*Exercise brief*: Copy every line of the records exactly, without including the images.

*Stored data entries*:
= Beginning of Section =

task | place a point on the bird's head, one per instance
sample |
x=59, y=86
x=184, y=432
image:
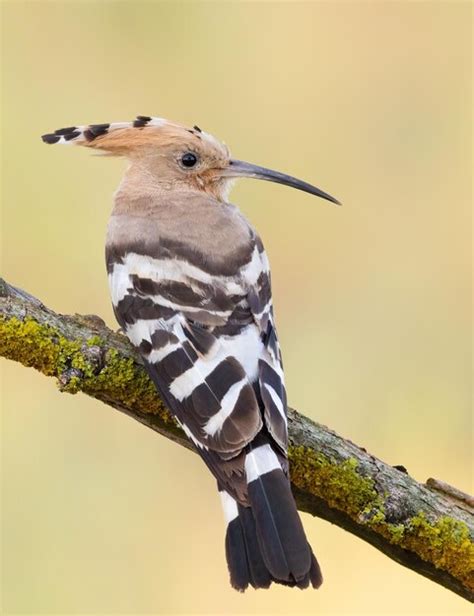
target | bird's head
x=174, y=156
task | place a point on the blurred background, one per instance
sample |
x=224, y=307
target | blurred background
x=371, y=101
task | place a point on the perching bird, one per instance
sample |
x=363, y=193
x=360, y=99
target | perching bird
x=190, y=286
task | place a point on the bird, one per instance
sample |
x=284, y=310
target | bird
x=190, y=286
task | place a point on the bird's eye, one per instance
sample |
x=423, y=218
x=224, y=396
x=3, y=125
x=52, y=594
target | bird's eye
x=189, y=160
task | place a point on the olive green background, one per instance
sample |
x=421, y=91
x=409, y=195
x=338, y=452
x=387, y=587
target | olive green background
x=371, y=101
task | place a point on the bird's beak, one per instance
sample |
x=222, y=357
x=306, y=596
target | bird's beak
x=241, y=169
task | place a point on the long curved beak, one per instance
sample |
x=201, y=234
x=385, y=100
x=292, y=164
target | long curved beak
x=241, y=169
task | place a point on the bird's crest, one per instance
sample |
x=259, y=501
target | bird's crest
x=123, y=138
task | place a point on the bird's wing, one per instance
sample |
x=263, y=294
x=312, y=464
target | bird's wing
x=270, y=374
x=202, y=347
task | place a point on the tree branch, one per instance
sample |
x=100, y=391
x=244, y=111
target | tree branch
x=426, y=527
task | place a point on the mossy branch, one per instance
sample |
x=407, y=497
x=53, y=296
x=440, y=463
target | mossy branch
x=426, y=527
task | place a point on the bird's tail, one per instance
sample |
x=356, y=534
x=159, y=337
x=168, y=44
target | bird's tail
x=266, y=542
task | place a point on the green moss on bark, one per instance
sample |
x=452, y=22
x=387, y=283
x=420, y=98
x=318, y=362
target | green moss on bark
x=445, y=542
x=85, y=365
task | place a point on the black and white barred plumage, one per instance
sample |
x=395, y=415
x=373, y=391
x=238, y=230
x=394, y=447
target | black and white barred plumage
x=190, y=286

= End of Section =

*Exercise result*:
task | place a point on the bird's head, one per instance
sample |
x=59, y=86
x=184, y=432
image:
target | bird's head
x=174, y=156
task | place a point on the blurred background, one per instance
sample |
x=224, y=307
target | blurred background
x=371, y=101
task | place a point on the perching bird, one per instance
sample |
x=363, y=193
x=360, y=99
target | perching bird
x=190, y=286
task | place a point on the bird, one per instance
sample |
x=284, y=310
target | bird
x=190, y=286
task | place a point on the bird's eye, one per instance
sample |
x=423, y=218
x=224, y=396
x=3, y=125
x=52, y=594
target | bird's eye
x=189, y=160
task | place a point on the olive green background, one per instance
sample |
x=421, y=91
x=409, y=195
x=338, y=452
x=387, y=587
target | olive green background
x=371, y=101
task | place a point on the bird's beak, one per instance
sample |
x=222, y=357
x=306, y=596
target | bird's beak
x=241, y=169
task | place a point on the long curved beak, one per instance
sample |
x=201, y=234
x=385, y=100
x=292, y=164
target | long curved beak
x=241, y=169
task | place a point on the bird's crest, one per instance
sample |
x=259, y=501
target | bird's crest
x=123, y=138
task | place a point on the bird's wing, one per instance
sample |
x=263, y=294
x=312, y=464
target | bird's wing
x=270, y=374
x=202, y=347
task | place a point on the tree branch, one per instance
sample |
x=100, y=391
x=244, y=111
target | tree branch
x=426, y=527
task | place a point on the mossy branch, one per instance
sample |
x=407, y=497
x=53, y=296
x=440, y=463
target | mossy branch
x=426, y=527
task | place a point on the bird's tail, one per instance
sample |
x=356, y=534
x=159, y=337
x=168, y=44
target | bird's tail
x=266, y=542
task | place a point on the green moss on bark, one per instance
sample |
x=452, y=22
x=387, y=283
x=420, y=98
x=318, y=362
target | green moss on bark
x=445, y=542
x=85, y=365
task | place a point on the black and white barred plumage, one per instance
sample |
x=395, y=415
x=373, y=391
x=238, y=230
x=394, y=447
target | black and white barred plumage
x=190, y=286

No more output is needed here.